Copy out every record below with complete accuracy.

>> begin Listed entries

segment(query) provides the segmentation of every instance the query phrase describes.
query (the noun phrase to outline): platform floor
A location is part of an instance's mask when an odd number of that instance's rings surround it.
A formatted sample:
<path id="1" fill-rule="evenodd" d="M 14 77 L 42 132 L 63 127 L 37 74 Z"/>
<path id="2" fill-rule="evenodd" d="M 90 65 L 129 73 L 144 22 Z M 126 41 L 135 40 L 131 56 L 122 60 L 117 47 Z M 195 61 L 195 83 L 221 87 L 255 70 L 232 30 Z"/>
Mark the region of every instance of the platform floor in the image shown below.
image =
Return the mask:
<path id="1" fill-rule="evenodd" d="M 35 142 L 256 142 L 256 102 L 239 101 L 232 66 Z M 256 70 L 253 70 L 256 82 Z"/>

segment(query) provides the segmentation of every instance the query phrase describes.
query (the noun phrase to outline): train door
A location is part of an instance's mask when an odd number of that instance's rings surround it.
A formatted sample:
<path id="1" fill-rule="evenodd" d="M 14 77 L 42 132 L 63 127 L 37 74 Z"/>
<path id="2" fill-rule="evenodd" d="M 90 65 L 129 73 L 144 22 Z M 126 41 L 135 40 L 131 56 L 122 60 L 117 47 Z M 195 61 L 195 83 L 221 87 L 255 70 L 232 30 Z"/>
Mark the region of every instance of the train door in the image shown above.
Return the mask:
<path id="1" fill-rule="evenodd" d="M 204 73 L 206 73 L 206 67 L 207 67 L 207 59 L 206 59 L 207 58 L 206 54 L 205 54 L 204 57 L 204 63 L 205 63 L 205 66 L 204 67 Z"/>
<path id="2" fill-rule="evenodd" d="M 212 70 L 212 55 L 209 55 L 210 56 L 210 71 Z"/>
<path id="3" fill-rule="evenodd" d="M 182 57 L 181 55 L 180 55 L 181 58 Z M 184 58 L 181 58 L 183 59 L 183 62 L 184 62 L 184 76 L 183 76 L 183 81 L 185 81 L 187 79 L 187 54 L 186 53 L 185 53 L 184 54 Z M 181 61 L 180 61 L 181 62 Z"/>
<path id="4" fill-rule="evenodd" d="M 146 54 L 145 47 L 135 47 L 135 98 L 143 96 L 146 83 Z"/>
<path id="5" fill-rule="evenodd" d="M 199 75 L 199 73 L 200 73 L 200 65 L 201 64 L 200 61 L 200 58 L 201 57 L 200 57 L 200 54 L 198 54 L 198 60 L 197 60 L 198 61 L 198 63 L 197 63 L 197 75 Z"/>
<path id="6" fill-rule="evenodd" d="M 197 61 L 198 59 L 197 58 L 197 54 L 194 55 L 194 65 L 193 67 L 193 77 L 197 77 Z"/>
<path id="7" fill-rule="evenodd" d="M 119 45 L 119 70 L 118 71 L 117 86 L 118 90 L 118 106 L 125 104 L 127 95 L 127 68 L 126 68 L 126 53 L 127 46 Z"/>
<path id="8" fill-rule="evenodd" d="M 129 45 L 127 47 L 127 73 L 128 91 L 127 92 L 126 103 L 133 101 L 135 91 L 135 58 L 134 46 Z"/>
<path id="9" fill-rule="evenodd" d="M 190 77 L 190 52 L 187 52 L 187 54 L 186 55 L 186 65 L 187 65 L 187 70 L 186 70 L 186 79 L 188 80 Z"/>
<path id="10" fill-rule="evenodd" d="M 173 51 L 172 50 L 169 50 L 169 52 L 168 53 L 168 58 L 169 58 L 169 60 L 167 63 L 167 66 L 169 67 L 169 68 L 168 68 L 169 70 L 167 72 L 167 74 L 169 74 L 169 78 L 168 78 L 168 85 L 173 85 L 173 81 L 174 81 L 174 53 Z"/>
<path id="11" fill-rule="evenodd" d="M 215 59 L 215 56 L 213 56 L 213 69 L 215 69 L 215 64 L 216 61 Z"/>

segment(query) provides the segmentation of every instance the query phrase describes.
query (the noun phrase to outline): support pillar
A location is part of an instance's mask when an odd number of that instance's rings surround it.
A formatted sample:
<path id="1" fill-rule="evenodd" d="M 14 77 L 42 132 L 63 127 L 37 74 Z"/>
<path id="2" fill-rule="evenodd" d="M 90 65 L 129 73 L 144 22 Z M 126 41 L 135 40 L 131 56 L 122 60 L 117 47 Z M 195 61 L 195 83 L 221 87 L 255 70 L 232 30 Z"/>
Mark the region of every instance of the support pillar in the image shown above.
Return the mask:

>> end Listed entries

Answer in full:
segment(query) provides the segmentation of every instance the query phrase describes.
query (the noun phrase to outline): platform floor
A location is part of an instance's mask when an odd number of that instance's rings surround it.
A formatted sample:
<path id="1" fill-rule="evenodd" d="M 14 77 L 42 132 L 63 127 L 37 74 Z"/>
<path id="2" fill-rule="evenodd" d="M 90 65 L 129 73 L 144 22 Z M 126 41 L 135 40 L 131 56 L 122 60 L 117 47 Z M 195 61 L 195 83 L 221 87 L 255 70 L 232 30 Z"/>
Mark the region of every instance of the platform floor in the image shown below.
image =
Return the mask:
<path id="1" fill-rule="evenodd" d="M 35 142 L 256 142 L 256 102 L 239 101 L 232 66 Z M 256 70 L 253 70 L 256 82 Z"/>

segment(query) provides the segmentation of every instance the query phrase describes.
query (the noun phrase to outline): train door
A location is part of an instance's mask when an odd number of that instance's rings surround it.
A formatted sample:
<path id="1" fill-rule="evenodd" d="M 14 77 L 42 132 L 63 127 L 37 74 Z"/>
<path id="2" fill-rule="evenodd" d="M 90 65 L 129 73 L 144 22 Z M 126 41 L 135 40 L 131 56 L 122 60 L 117 47 Z M 195 61 L 195 83 L 221 87 L 255 70 L 232 30 Z"/>
Mark the region of every instance of the train door in the image shown above.
Return the mask:
<path id="1" fill-rule="evenodd" d="M 204 73 L 206 73 L 206 67 L 207 67 L 207 59 L 206 59 L 207 58 L 206 54 L 205 54 L 204 57 L 204 63 L 205 63 L 205 66 L 204 67 Z"/>
<path id="2" fill-rule="evenodd" d="M 212 70 L 212 55 L 209 55 L 210 56 L 210 71 Z"/>
<path id="3" fill-rule="evenodd" d="M 182 57 L 181 55 L 180 55 L 181 58 Z M 184 58 L 181 58 L 183 59 L 183 62 L 184 62 L 184 76 L 183 76 L 183 81 L 185 81 L 187 79 L 187 54 L 186 53 L 185 53 L 184 54 Z M 181 61 L 180 61 L 181 62 Z"/>
<path id="4" fill-rule="evenodd" d="M 146 54 L 145 47 L 135 47 L 135 98 L 143 96 L 146 83 Z"/>
<path id="5" fill-rule="evenodd" d="M 199 75 L 199 73 L 200 73 L 200 65 L 201 64 L 200 61 L 200 58 L 201 57 L 200 57 L 200 54 L 198 54 L 198 60 L 197 60 L 198 61 L 198 63 L 197 63 L 197 75 Z"/>
<path id="6" fill-rule="evenodd" d="M 197 61 L 198 59 L 197 58 L 197 54 L 194 55 L 194 65 L 193 67 L 193 77 L 197 77 Z"/>
<path id="7" fill-rule="evenodd" d="M 119 45 L 119 70 L 118 71 L 117 86 L 118 90 L 118 106 L 125 104 L 127 95 L 127 68 L 126 68 L 126 53 L 127 46 Z"/>
<path id="8" fill-rule="evenodd" d="M 129 45 L 127 47 L 127 73 L 128 91 L 127 92 L 126 103 L 133 101 L 135 91 L 135 58 L 134 46 Z"/>
<path id="9" fill-rule="evenodd" d="M 190 77 L 190 52 L 187 52 L 187 54 L 186 55 L 186 65 L 187 65 L 187 70 L 186 70 L 186 79 L 188 80 Z"/>
<path id="10" fill-rule="evenodd" d="M 173 51 L 172 50 L 169 50 L 169 52 L 168 53 L 168 58 L 169 58 L 169 60 L 167 63 L 167 66 L 169 67 L 169 68 L 168 68 L 169 70 L 167 72 L 167 74 L 169 74 L 169 78 L 168 78 L 168 85 L 173 85 L 173 81 L 174 81 L 174 53 Z"/>
<path id="11" fill-rule="evenodd" d="M 215 59 L 215 56 L 213 56 L 213 69 L 215 69 L 215 64 L 216 61 Z"/>

segment(query) provides the segmentation of every instance the query phrase describes.
query (the noun phrase to outline): support pillar
A location is part of an instance's mask when an odd number of that instance's rings surround it.
A formatted sample:
<path id="1" fill-rule="evenodd" d="M 14 77 L 42 132 L 63 127 L 37 74 Z"/>
<path id="2" fill-rule="evenodd" d="M 90 65 L 129 73 L 144 22 Z M 126 41 L 135 40 L 131 56 L 122 60 L 117 47 Z M 195 61 L 195 83 L 221 87 L 255 70 L 232 30 Z"/>
Mark the region of every instance of the support pillar in the image shown above.
Return the mask:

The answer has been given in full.